Data from a collection:
::::::::
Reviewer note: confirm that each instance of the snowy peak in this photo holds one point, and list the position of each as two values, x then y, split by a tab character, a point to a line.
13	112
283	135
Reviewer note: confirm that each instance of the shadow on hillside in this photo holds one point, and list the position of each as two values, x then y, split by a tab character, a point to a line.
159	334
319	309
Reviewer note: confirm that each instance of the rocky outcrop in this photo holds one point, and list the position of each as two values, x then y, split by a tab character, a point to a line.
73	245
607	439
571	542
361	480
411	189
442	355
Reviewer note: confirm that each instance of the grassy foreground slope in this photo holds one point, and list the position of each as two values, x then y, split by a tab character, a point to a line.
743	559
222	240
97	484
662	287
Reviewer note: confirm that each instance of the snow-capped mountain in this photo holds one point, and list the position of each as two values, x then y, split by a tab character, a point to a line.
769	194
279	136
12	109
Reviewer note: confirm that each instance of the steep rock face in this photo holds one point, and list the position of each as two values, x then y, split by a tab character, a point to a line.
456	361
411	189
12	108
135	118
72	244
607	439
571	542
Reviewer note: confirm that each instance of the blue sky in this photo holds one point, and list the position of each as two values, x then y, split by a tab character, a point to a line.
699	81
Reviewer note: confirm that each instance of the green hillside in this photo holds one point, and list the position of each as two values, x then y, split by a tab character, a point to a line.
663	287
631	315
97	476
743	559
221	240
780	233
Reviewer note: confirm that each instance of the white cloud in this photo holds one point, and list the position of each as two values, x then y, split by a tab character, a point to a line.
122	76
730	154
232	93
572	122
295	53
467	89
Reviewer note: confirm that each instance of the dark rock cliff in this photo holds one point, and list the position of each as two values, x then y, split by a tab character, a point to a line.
::::::::
**AIM OF THE EXERCISE:**
Starting at the line that contains "Reviewer note: confirm that each instance of the green" and ending with the final line of the data, reproduce those lines word for word.

**THE OUTPUT:**
Reviewer note: confirm that each instance of the green hillside in this photo holds one point, and list the position of each as two values, x then y, split by a tab character, a point to a line.
663	287
631	315
97	476
743	559
221	240
780	233
Reviewer note: confirm that each instance of the white cloud in this photo holds one point, and list the position of each as two values, x then y, split by a tab character, a point to a line.
122	76
730	154
232	93
572	122
295	53
467	89
Reviewer note: confirm that each instance of the dark rock cliff in this photo holds one point, and list the position of each as two values, x then y, split by a tab character, a point to a line.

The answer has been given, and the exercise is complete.